# Aim of the task
Rewrite every row below, substituting "image" for "photograph" and changing nothing else, and omit the pictures from your answer.

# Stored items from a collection
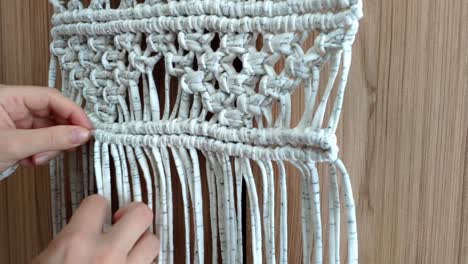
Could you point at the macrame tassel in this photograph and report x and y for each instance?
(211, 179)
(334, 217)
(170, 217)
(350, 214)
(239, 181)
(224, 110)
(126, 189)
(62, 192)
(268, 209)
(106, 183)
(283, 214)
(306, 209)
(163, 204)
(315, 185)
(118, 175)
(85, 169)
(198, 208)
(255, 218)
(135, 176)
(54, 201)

# Task result
Could you point at the macrame tassel in this image and report x and y for each instance?
(211, 179)
(334, 217)
(170, 217)
(350, 214)
(239, 181)
(224, 110)
(126, 189)
(62, 192)
(268, 209)
(106, 183)
(283, 214)
(306, 209)
(163, 204)
(315, 185)
(118, 175)
(85, 169)
(198, 208)
(255, 218)
(135, 176)
(54, 201)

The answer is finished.